◆ Set problem ◆
Copy every line of the material below word for word, with no changes.

◆ Exercise inputs ◆
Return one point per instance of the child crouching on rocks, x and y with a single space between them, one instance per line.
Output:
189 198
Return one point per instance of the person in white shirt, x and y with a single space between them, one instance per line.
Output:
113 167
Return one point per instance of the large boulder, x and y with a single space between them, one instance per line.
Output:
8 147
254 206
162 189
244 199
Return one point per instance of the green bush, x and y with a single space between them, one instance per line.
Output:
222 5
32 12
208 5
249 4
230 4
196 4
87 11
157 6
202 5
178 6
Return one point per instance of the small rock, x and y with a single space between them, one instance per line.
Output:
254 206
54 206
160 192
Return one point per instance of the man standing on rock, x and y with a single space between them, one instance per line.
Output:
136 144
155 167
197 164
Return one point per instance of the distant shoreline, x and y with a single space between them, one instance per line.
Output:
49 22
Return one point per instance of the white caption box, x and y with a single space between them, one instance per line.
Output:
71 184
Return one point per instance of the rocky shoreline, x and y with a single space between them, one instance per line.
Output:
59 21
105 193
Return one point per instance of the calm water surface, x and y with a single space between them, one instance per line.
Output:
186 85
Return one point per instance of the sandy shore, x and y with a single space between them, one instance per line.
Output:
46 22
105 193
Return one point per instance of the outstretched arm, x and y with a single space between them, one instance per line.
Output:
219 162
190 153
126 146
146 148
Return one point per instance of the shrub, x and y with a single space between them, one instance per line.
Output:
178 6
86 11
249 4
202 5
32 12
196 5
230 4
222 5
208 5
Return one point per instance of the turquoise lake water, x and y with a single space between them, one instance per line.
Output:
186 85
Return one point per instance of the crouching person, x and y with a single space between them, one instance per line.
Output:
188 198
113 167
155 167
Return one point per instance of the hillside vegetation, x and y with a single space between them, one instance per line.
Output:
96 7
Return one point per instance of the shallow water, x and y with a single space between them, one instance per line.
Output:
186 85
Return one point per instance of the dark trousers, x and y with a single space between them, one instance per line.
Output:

◆ Result of the exercise ◆
Return one point per instance of the child crouching on rocks, x and y with a single space between them, one instance per line.
Output:
189 198
Return one point per instance of the person in white shirt, x and y with a single space between them, one instance per line.
Output:
113 167
Return one point per instance of the large boulder, x and y with a single space between them, one instance per line.
Output:
8 147
254 206
162 189
244 199
Return one point per instance of the green bush, x and y with a single space between them, one instance per line.
Output:
222 5
32 12
208 5
249 4
230 4
196 4
87 11
157 6
202 5
178 6
Return one point per instance of the small rock, x and y with a single space between them, one instance per line.
Output:
254 206
54 206
160 192
Return one point per instance of the man standing on rock, x and y with a single space between them, one instance per line.
Output:
136 144
155 167
197 164
Return one point per instance of the distant shoreline, x and y with a single space between them, one instance per line.
Output:
49 22
Return one point per instance of the white caption box, x and y with a single space between them, one instance per line.
Output:
71 184
Return one point per instance of the rocky shoreline, x and y with a single space between them, one instance per line.
Output:
59 21
105 193
Return one point per instance of the calm water surface, x and y with a single space between them, one instance per line.
Output:
186 85
Return one point per instance of the sandy shore, x and y with a single space between them, one instance per line.
Output:
46 22
105 193
Return one point per instance of the outstretched arm, x and y with a single space between them, one instance per line.
Output:
219 162
190 153
126 146
146 148
Return one point per instance of the shrub, x and y with a single space between them, one instance per line.
Output:
178 6
86 11
249 4
202 5
32 12
196 5
230 4
222 5
208 5
Return one point per instance of the turquoise lake water, x and y with a single space between them, one instance per line.
Output:
186 85
Return one point per instance of the crouching person, x and y with a single space between them, one instance per line.
Output:
188 198
113 167
155 167
Return one point per instance of the hillside vegetation, x and y with a single space between them, one instance per line.
Output:
96 7
Return one point per instance of the shallow water, x and y with a single space between them, one instance per line.
Output:
186 85
Return one point per instance of the dark trousers, x and y with a single space between them, one instance per line.
Output:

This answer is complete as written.